BEGIN Supplied text
JISCMail - LCG-ROLLOUT Archives

Hi Leif,

I'd like to resume this discussion, because I think that draining the 
queues on a big cluster is not an optimal solution, on the other hand I 
don't want to write recipes on wiki that might mess jobs.

I've looked a bit of documentation about how to stop MPI jobs and the 
answer is always the same: it depends on your application.

SIGSTOP cannot be caught your application should be able to deal with 
SIGTSTP.

Then I found on an LSF guide that actually this is what bstop does. It 
sends SIGSTOP to normal jobs and SIGTSTP to parallel jobs.

so would it be good if I added the following part to the wiki page:

<MPI part>

if MPI jobs are running on your cluster use

       qsig -s TSTP qselect -q whetever -s R

</MPI part>

or is it still too crude?

thanks

cheers
alessandra


On Tue, 28 Jun 2005, Leif Nixon wrote:

> Alessandra Forti // EOJ <[log in to unmask]> writes:
>
>> is that because they might not be stopped at the same time?
>
> You might hit all sorts of time-outs. (A node wakes up, looks at its
> watch: "Hey, it was an *hour* since I sent that message, and I haven't
> got an answer yet!")
>
> --
> Leif Nixon                       -            Systems expert
> ------------------------------------------------------------
> National Supercomputer Centre    -      Linkoping University
> ------------------------------------------------------------
>

-- 
********************************************
* Dr Alessandra Forti			   *
* Technical Coordinator - NorthGrid Tier2  *
* http://www.hep.man.ac.uk/u/aforti	   *
********************************************
END Supplied text
BEGIN Given information
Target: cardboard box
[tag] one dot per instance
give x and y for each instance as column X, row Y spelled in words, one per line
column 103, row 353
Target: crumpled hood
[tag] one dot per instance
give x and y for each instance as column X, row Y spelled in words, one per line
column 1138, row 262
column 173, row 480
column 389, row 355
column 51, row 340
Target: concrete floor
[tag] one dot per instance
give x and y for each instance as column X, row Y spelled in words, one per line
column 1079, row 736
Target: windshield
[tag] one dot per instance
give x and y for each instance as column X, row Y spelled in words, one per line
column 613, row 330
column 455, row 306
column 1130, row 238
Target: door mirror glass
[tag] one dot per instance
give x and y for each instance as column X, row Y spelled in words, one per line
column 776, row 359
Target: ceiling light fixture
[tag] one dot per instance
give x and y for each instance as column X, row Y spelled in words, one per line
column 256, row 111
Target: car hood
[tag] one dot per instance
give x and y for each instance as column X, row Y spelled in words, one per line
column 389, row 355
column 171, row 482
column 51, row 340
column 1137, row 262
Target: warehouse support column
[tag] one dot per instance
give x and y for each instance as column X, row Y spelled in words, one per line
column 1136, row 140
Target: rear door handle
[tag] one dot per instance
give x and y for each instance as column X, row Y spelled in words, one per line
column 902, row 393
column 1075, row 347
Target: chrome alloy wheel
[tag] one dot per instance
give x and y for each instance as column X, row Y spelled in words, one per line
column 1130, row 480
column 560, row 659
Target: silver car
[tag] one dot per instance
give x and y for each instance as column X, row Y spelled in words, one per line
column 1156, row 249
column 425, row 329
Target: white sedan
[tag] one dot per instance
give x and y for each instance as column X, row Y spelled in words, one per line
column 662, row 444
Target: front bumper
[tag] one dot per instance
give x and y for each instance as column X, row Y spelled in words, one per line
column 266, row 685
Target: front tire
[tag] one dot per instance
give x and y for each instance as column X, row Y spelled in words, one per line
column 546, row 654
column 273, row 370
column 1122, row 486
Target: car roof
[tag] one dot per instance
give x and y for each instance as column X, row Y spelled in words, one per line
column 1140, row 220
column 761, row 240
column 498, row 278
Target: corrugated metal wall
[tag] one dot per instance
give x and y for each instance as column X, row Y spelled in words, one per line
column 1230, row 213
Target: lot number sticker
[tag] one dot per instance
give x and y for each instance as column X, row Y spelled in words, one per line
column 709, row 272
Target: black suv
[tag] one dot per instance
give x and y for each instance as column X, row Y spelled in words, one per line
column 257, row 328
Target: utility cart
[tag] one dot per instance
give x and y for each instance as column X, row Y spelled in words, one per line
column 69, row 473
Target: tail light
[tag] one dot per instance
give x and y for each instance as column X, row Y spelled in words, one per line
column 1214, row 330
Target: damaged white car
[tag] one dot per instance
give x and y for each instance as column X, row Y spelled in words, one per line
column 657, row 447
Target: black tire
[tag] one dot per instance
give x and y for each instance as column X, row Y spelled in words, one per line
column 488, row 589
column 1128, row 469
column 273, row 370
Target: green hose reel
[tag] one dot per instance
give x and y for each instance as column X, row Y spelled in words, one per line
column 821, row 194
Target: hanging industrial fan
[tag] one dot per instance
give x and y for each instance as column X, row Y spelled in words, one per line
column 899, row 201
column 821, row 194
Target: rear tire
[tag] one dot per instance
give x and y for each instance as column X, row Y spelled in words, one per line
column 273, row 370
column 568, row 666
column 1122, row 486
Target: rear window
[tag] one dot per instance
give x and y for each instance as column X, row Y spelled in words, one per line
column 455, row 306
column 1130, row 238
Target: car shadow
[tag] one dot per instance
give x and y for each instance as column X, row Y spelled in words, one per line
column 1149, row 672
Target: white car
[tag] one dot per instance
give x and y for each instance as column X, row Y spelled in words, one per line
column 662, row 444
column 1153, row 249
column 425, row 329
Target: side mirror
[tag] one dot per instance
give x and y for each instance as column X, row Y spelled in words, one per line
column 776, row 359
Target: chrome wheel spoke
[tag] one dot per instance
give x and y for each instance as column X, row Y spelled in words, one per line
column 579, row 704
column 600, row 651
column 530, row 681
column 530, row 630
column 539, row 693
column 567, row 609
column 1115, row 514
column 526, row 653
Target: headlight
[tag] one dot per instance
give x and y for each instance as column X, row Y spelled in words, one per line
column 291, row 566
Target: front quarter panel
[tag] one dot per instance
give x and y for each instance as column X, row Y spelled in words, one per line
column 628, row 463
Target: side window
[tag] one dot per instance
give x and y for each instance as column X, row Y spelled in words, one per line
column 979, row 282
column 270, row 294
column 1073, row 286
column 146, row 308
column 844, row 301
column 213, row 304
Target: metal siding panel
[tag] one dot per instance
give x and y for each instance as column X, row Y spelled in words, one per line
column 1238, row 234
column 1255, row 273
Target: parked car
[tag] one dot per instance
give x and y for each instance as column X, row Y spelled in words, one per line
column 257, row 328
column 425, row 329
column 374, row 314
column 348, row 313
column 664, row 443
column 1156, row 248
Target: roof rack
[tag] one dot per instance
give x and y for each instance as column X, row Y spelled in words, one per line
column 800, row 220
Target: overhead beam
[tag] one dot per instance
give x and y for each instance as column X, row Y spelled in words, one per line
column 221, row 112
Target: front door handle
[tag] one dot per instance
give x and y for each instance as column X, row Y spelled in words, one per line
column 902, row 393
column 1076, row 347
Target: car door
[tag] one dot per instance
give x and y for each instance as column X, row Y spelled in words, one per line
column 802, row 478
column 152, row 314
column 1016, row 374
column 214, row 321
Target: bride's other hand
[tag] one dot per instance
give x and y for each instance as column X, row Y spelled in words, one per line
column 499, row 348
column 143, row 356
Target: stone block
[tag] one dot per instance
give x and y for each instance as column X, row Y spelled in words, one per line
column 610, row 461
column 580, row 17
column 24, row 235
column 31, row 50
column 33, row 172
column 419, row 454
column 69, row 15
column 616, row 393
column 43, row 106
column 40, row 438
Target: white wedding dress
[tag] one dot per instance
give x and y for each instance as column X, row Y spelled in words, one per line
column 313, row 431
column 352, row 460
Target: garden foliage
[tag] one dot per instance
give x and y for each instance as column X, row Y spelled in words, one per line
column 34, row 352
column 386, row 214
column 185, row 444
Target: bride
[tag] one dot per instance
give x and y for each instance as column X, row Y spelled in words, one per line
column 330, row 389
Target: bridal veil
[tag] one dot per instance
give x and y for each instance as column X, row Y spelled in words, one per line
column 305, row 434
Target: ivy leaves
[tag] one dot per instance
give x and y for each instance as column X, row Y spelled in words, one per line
END Given information
What to do:
**A.** Reproduce the whole mailing list message, character for character.
**B.** Take the rows from the line containing "Target: headlight" up to and including the line containing "column 291, row 566" and replace "instance" with "occurrence" throughout them. Output only those lines, with nothing else altered.
The rows are unrelated to the mailing list message.

Answers to the problems:
**A.**
JISCMail - LCG-ROLLOUT Archives

Hi Leif,

I'd like to resume this discussion, because I think that draining the 
queues on a big cluster is not an optimal solution, on the other hand I 
don't want to write recipes on wiki that might mess jobs.

I've looked a bit of documentation about how to stop MPI jobs and the 
answer is always the same: it depends on your application.

SIGSTOP cannot be caught your application should be able to deal with 
SIGTSTP.

Then I found on an LSF guide that actually this is what bstop does. It 
sends SIGSTOP to normal jobs and SIGTSTP to parallel jobs.

so would it be good if I added the following part to the wiki page:

<MPI part>

if MPI jobs are running on your cluster use

       qsig -s TSTP qselect -q whetever -s R

</MPI part>

or is it still too crude?

thanks

cheers
alessandra


On Tue, 28 Jun 2005, Leif Nixon wrote:

> Alessandra Forti // EOJ <[log in to unmask]> writes:
>
>> is that because they might not be stopped at the same time?
>
> You might hit all sorts of time-outs. (A node wakes up, looks at its
> watch: "Hey, it was an *hour* since I sent that message, and I haven't
> got an answer yet!")
>
> --
> Leif Nixon                       -            Systems expert
> ------------------------------------------------------------
> National Supercomputer Centre    -      Linkoping University
> ------------------------------------------------------------
>

-- 
********************************************
* Dr Alessandra Forti			   *
* Technical Coordinator - NorthGrid Tier2  *
* http://www.hep.man.ac.uk/u/aforti	   *
********************************************

**B.**
Target: headlight
[tag] one dot per occurrence
give x and y for each occurrence as column X, row Y spelled in words, one per line
column 291, row 566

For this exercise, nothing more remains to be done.